◆ **Stated problem**
Convert the entries below, from the line with "Put a dot on each instance of the elderly" to the line with "column 623, row 300", into a Markdown table with the columns Row and Line. Give each line its own numbered row and skip any blank lines.

(Records of labeled points)

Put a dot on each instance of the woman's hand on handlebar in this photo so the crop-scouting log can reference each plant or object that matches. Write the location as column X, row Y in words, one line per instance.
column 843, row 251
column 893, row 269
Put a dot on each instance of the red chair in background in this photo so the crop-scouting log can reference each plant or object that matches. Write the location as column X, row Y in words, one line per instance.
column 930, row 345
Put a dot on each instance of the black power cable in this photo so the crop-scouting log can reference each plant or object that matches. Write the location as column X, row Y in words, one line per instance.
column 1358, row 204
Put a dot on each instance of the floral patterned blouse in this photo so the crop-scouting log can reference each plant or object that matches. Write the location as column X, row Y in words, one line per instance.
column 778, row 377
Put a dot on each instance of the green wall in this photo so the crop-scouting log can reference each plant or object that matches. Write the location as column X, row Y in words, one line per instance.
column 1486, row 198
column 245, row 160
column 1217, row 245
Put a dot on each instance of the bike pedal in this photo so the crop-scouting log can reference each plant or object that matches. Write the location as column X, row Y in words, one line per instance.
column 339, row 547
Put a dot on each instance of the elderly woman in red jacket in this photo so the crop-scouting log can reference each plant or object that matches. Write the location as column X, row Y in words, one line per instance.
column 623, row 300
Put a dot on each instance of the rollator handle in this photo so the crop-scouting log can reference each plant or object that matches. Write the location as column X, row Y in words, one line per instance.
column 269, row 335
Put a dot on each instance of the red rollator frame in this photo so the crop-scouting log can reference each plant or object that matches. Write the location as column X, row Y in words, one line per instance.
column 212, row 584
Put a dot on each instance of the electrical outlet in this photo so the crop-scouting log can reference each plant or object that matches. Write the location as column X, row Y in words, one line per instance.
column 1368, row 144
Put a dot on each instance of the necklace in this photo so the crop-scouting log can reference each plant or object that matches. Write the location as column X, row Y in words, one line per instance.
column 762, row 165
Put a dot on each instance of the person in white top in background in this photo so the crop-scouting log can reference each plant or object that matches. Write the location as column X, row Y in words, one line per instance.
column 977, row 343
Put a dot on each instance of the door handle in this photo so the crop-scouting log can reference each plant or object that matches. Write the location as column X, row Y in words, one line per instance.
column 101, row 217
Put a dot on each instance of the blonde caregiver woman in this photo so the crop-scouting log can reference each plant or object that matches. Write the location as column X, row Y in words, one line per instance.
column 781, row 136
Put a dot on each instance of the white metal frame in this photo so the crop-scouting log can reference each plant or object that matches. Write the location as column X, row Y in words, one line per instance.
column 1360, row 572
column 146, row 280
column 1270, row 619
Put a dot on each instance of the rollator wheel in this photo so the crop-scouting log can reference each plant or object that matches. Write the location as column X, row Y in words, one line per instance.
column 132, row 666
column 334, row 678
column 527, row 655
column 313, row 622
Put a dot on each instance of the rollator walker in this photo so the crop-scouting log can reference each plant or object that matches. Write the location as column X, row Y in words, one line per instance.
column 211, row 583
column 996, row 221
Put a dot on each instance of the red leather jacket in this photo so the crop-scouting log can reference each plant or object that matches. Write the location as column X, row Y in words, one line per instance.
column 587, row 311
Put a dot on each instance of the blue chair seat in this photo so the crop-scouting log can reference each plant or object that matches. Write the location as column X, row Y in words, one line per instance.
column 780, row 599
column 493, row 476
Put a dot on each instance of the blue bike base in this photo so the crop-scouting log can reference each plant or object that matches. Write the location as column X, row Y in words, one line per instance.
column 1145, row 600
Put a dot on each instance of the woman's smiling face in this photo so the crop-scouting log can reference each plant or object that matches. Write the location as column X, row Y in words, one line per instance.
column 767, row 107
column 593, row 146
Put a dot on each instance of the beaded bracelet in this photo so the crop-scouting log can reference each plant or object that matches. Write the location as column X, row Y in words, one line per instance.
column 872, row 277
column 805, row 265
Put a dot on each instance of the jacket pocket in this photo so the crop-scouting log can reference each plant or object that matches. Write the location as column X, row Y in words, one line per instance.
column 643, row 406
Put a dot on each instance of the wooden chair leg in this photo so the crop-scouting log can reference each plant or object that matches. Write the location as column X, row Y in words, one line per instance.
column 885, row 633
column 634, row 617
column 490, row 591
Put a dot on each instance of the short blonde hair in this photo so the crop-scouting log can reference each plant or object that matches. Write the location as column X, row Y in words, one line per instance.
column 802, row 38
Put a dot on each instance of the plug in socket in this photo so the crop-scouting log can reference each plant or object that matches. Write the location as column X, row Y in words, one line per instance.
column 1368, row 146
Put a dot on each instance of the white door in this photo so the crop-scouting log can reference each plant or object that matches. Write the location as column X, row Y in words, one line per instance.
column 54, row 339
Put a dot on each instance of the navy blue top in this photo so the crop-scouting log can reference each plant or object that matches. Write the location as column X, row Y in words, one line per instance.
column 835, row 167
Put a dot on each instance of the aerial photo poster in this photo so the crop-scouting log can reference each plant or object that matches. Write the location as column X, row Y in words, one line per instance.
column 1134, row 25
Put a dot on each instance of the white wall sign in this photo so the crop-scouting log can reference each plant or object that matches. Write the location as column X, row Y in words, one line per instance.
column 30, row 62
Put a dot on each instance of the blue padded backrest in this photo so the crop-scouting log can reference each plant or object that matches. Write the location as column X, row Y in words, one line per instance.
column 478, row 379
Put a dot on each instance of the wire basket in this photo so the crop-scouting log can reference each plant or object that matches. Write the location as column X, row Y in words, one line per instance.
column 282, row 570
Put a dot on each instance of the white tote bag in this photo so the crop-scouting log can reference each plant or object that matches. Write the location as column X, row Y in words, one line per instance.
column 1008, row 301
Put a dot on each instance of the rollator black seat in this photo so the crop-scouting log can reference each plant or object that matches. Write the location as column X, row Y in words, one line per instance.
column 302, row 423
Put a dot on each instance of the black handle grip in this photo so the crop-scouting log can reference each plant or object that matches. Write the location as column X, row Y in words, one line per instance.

---

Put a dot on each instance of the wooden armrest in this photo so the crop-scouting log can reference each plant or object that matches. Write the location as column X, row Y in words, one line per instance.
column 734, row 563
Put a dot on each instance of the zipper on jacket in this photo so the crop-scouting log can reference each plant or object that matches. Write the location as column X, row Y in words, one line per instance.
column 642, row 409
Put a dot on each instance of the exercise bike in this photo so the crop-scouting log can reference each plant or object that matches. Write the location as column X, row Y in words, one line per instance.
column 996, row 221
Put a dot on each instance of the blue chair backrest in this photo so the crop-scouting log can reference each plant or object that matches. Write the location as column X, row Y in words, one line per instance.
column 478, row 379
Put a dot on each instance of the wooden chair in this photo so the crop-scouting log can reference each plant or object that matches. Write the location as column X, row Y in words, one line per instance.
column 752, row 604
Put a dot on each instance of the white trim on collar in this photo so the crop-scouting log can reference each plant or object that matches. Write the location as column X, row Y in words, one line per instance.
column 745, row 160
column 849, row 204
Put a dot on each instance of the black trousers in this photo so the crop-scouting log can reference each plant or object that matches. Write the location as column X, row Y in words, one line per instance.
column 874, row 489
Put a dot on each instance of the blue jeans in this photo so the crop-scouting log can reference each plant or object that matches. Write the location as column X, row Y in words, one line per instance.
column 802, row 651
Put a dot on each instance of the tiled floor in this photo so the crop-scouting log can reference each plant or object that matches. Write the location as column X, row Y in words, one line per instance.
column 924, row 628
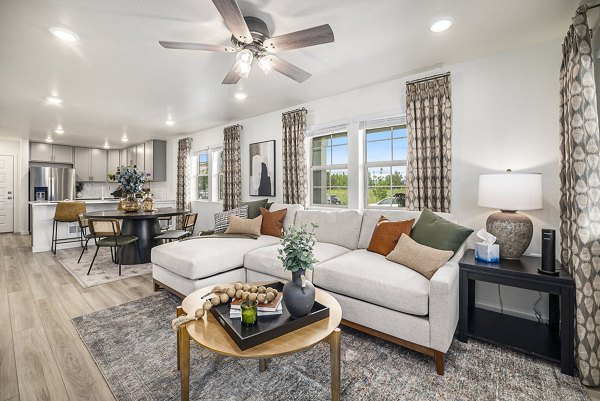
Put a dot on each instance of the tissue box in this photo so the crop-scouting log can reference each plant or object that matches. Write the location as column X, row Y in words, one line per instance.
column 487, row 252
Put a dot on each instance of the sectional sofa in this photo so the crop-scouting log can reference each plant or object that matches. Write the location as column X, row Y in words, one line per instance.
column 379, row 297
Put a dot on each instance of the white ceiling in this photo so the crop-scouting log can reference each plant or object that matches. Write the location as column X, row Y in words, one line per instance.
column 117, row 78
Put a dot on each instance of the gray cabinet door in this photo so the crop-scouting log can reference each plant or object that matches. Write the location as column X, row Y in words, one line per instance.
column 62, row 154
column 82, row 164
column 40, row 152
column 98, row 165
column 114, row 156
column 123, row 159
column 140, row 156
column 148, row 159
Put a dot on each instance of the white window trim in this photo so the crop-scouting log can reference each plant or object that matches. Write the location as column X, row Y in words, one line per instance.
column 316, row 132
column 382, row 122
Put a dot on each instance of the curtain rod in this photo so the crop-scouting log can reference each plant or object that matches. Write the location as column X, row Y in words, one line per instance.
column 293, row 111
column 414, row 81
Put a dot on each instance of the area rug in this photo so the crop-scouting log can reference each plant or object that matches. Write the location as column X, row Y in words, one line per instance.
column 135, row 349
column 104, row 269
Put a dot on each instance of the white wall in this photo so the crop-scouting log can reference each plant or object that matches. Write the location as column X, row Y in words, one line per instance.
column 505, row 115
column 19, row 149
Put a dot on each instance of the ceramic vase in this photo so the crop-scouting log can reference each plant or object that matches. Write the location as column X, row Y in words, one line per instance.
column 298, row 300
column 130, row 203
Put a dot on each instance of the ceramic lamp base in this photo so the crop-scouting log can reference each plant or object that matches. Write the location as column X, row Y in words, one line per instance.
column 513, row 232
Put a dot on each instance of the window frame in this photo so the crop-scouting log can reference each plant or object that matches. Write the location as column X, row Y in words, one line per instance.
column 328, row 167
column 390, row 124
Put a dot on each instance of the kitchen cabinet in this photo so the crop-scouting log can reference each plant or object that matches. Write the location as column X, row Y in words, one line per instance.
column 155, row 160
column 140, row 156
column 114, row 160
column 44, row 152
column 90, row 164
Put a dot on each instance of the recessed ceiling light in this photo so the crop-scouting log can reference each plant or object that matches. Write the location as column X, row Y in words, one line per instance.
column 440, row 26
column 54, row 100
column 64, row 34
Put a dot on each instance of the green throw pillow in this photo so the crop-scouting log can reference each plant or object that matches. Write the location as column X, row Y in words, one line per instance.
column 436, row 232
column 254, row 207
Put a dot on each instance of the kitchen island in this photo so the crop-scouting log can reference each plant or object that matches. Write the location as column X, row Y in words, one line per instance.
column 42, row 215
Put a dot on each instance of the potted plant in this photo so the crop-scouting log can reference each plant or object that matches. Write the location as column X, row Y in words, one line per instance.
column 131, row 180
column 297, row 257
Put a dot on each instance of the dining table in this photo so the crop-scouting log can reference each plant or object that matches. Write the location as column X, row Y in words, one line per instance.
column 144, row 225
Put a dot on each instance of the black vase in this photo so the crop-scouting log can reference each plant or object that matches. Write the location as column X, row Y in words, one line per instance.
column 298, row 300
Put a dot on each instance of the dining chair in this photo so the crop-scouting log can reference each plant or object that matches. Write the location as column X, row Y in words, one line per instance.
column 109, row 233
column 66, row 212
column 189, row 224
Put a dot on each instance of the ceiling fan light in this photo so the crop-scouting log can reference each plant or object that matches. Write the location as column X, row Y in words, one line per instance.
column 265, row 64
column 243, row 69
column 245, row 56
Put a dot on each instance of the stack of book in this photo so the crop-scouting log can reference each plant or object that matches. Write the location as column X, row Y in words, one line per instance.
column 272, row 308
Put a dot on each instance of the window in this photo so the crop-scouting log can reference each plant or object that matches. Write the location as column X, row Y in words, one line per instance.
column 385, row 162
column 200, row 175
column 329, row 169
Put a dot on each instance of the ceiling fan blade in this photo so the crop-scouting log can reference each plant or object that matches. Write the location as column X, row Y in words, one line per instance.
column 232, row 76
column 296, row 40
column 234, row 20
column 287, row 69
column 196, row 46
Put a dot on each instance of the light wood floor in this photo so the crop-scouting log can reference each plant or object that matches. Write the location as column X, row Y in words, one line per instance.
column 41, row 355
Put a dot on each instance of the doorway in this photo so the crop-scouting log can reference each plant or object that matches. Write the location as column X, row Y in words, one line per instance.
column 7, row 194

---

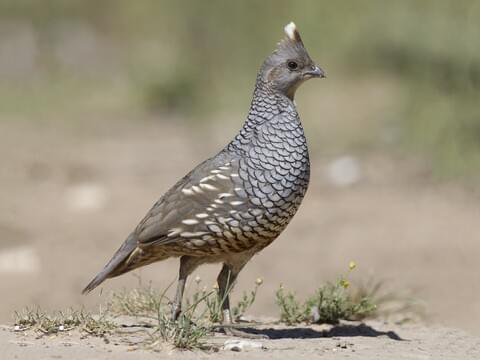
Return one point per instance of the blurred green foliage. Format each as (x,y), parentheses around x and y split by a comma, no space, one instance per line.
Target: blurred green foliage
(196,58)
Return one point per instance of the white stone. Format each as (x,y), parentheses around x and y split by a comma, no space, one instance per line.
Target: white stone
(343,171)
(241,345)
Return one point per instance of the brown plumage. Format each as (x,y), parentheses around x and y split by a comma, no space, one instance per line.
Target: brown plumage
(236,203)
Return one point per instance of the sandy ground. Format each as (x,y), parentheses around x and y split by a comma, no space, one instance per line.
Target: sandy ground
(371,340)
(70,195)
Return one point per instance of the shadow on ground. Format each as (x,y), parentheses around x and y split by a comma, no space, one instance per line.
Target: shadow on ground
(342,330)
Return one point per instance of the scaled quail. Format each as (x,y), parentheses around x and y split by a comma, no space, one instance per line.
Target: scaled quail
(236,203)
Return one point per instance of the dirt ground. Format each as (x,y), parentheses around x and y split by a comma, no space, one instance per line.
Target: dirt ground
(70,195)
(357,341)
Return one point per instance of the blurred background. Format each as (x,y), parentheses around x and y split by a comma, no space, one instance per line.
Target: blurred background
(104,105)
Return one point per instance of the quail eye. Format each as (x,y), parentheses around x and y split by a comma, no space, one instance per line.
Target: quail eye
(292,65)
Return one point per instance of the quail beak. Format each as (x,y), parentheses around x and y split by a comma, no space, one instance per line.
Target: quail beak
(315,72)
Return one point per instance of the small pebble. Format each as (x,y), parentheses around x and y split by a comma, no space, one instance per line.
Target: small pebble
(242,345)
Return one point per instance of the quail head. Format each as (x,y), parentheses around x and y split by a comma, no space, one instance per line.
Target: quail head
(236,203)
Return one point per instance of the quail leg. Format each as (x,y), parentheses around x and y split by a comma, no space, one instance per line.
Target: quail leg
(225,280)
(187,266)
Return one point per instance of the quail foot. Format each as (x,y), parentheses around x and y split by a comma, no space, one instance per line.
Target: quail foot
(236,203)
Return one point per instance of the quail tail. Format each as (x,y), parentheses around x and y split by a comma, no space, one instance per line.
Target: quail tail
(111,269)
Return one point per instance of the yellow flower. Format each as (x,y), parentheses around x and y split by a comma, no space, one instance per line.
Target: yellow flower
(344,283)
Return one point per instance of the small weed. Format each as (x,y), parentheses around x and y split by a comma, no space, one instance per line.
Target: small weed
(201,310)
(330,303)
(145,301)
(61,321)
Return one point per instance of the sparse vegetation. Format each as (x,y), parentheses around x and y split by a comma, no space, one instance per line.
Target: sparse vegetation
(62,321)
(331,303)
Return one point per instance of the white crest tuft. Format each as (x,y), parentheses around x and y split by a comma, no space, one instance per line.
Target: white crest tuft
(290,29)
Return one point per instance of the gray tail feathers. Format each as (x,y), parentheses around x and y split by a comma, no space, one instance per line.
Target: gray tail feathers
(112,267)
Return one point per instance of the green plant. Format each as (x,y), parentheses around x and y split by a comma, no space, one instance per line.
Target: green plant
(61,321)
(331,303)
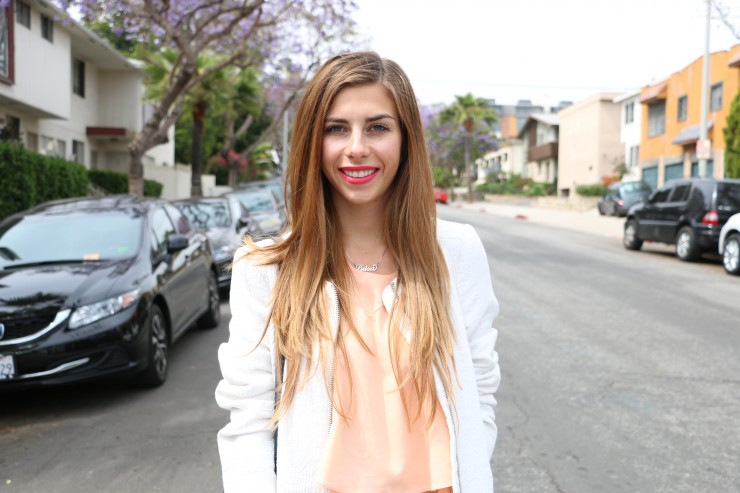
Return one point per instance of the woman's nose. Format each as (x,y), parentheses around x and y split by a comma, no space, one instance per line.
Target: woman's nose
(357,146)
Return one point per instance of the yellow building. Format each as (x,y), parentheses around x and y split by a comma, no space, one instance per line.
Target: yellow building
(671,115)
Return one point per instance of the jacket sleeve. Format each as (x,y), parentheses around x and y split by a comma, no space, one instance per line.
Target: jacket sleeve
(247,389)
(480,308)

◆ **Result for this exercise**
| Row | Line |
|---|---|
| 1 | Put a dot on each instance of the elderly woman in red jacket in this photo so the crop-scouting log can reference each plant or object that matches. Write the location as column X, row Y in words, one line per instance. |
| 2 | column 623, row 300 |